No fim da tarde de 24 de abril de 1974, o Sporting jogava em Magdeburgo, então República Democrática Alemã. Os lisboetas chegavam, pela segunda vez no seu historial, à meia-final de uma competição europeia, precisamente dez anos passados da primeira vez em que haviam eliminado o Olympique Lyon para chegarem à final contra o MTK Budapeste e conquistarem a Taça dos Vencedores das Taças.
Na primeira mão, em Alvalade, os leões tinham empatado a uma bola com os alemães de leste e partiam para Magdeburgo obrigados a vencer ou a conseguir um empate com mais de dois golos para voltar a disputar uma final da Taça das Taças.
Ao mesmo tempo que o Sporting ia disputando o jogo na RDA, em Portugal, sportinguistas e adeptos de outros clubes assistiam pela RTP à transmissão em direto da partida. Um caso raro nesses tempos, longe de imaginarem o que o Movimento dos Capitães ultimava.O Sporting estava a cumprir uma época de sonho - culminaria com a dobradinha -, mas à partida para Magdeburgo perdera Dinis e Yazalde, as duas grandes referências do ataque. Pommerank primeiro e Sparwasser - que marcaria um golo histórico poucos meses depois - adiantaram os alemães de leste. Tomé ainda reduziu para o Sporting, mas era tarde demais. Os leões estavam fora de prova e diziam adeus à Europa...
E depois do adeus...
Entretanto, às 22h55, os Emissores Associados de Lisboa colocaram no ar a canção «E Depois do Adeus» interpretada por Paulo de Carvalho que recentemente vencera o Festival RTP da Canção. Era a senha para o arranque de uma operação militar...

[Entradas de marcação de localização em imagens]
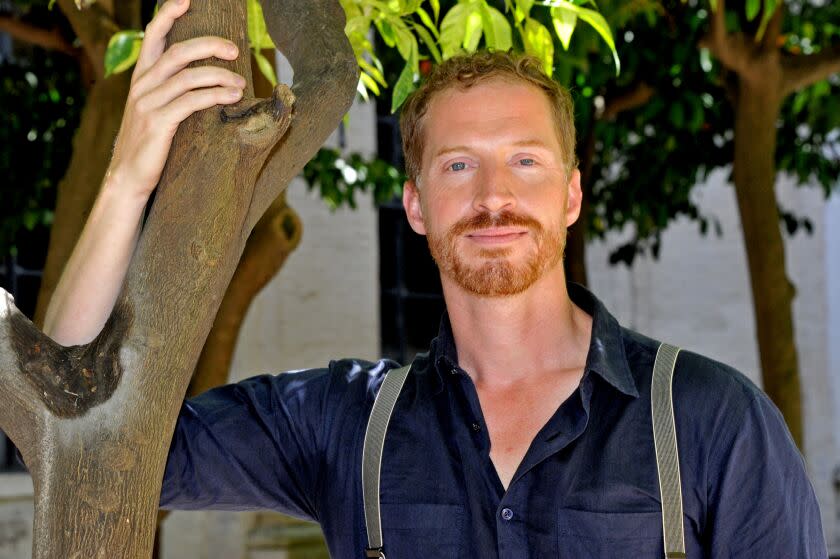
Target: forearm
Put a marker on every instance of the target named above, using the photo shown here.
(94, 274)
(164, 91)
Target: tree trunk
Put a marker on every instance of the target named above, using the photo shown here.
(275, 237)
(93, 422)
(757, 107)
(575, 261)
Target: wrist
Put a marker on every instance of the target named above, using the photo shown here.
(120, 186)
(121, 194)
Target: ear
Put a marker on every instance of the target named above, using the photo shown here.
(574, 198)
(413, 208)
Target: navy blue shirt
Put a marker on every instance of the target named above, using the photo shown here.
(587, 486)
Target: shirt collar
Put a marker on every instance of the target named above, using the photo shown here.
(606, 356)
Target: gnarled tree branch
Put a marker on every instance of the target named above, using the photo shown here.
(22, 409)
(734, 50)
(803, 70)
(310, 33)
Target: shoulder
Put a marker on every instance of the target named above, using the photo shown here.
(698, 379)
(305, 391)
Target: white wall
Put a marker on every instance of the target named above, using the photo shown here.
(697, 295)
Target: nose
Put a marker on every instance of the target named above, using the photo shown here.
(493, 191)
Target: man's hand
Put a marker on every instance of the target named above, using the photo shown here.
(163, 93)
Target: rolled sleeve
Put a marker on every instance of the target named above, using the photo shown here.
(249, 446)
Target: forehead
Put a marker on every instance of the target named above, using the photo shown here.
(492, 111)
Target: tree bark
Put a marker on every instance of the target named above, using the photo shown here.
(93, 422)
(757, 108)
(273, 239)
(763, 78)
(92, 145)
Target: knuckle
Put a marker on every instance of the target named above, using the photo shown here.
(141, 105)
(177, 51)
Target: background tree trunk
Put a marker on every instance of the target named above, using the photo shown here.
(93, 422)
(762, 77)
(756, 110)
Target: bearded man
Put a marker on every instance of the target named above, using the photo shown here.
(525, 430)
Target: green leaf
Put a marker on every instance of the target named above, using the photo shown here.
(362, 90)
(753, 6)
(472, 32)
(266, 67)
(538, 42)
(427, 21)
(501, 29)
(405, 83)
(487, 25)
(123, 51)
(429, 41)
(453, 29)
(769, 10)
(386, 32)
(257, 32)
(497, 32)
(373, 71)
(370, 83)
(521, 10)
(564, 24)
(406, 42)
(593, 18)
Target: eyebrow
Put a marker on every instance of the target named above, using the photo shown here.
(531, 142)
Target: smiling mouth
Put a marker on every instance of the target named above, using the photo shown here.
(496, 235)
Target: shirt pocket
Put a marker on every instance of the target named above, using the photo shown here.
(422, 530)
(617, 535)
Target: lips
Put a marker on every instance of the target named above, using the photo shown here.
(496, 235)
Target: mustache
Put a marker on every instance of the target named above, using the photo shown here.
(486, 220)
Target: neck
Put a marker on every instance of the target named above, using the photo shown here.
(504, 340)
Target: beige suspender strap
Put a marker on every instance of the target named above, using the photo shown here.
(665, 442)
(377, 426)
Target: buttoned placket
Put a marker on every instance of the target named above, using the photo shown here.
(565, 425)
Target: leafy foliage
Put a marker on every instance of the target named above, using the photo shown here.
(123, 51)
(42, 97)
(338, 178)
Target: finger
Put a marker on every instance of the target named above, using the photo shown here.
(191, 79)
(181, 54)
(185, 105)
(154, 37)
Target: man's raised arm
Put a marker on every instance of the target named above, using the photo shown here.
(163, 93)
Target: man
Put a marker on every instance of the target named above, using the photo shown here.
(525, 431)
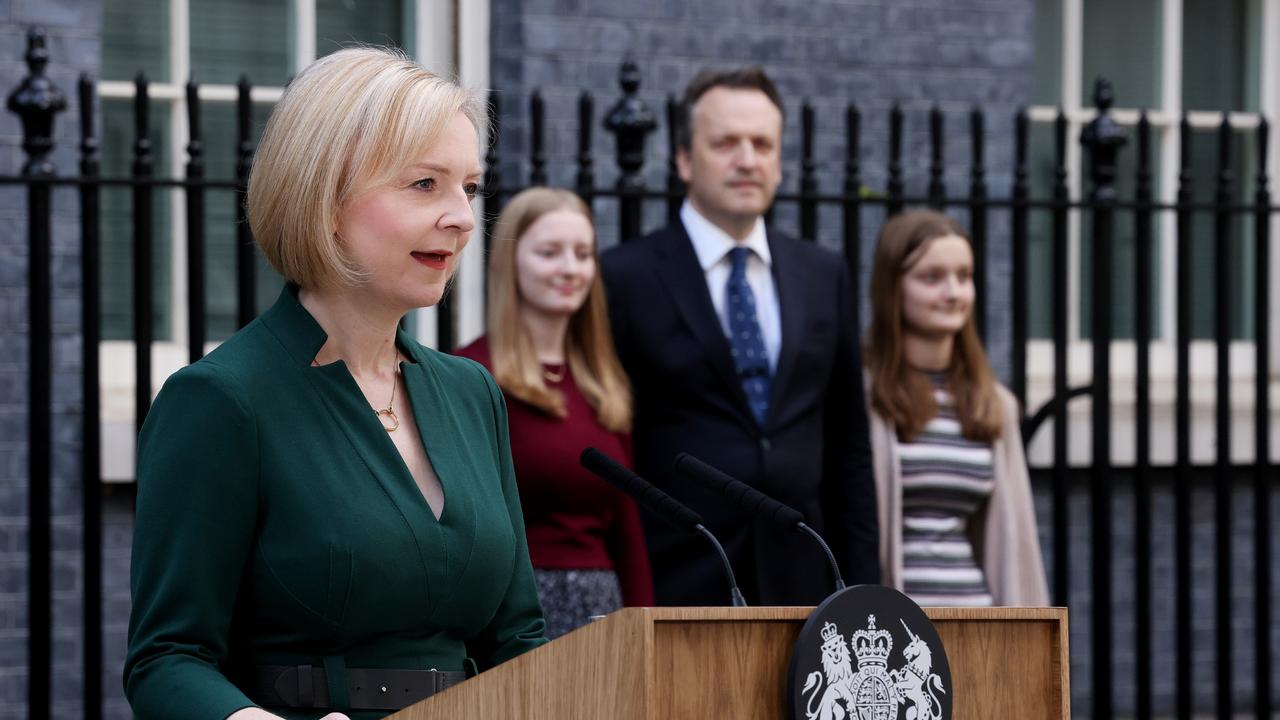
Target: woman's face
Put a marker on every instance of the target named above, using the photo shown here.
(556, 263)
(937, 287)
(407, 235)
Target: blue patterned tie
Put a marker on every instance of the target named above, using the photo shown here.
(745, 341)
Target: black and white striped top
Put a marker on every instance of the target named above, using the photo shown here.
(946, 479)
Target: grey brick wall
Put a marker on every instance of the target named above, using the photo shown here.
(873, 53)
(73, 30)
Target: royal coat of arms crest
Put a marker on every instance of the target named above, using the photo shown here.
(873, 691)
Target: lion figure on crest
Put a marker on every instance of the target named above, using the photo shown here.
(837, 698)
(915, 678)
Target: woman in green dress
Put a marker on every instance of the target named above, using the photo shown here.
(327, 519)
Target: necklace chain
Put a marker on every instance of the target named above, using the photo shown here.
(389, 411)
(553, 377)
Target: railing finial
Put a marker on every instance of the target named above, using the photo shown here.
(630, 121)
(1104, 137)
(36, 100)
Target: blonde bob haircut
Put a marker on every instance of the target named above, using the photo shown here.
(348, 122)
(588, 345)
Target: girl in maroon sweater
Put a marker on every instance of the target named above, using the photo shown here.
(551, 351)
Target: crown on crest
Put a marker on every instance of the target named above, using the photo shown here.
(872, 646)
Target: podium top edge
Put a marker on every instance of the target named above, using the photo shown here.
(800, 614)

[Requisitos]
a) Enumere todos os futebolistas nomeados no texto sobre o jogo do Sporting em Magdeburgo.
b) Apresente todas as linhas das entradas que contêm a palavra "crest".
O texto e as entradas não têm qualquer relação entre si.

[Respostas por ordem]
a) Dinis, Yazalde, Pommerank, Sparwasser, Tomé

b)
Target: royal coat of arms crest
Target: lion figure on crest
Target: crown on crest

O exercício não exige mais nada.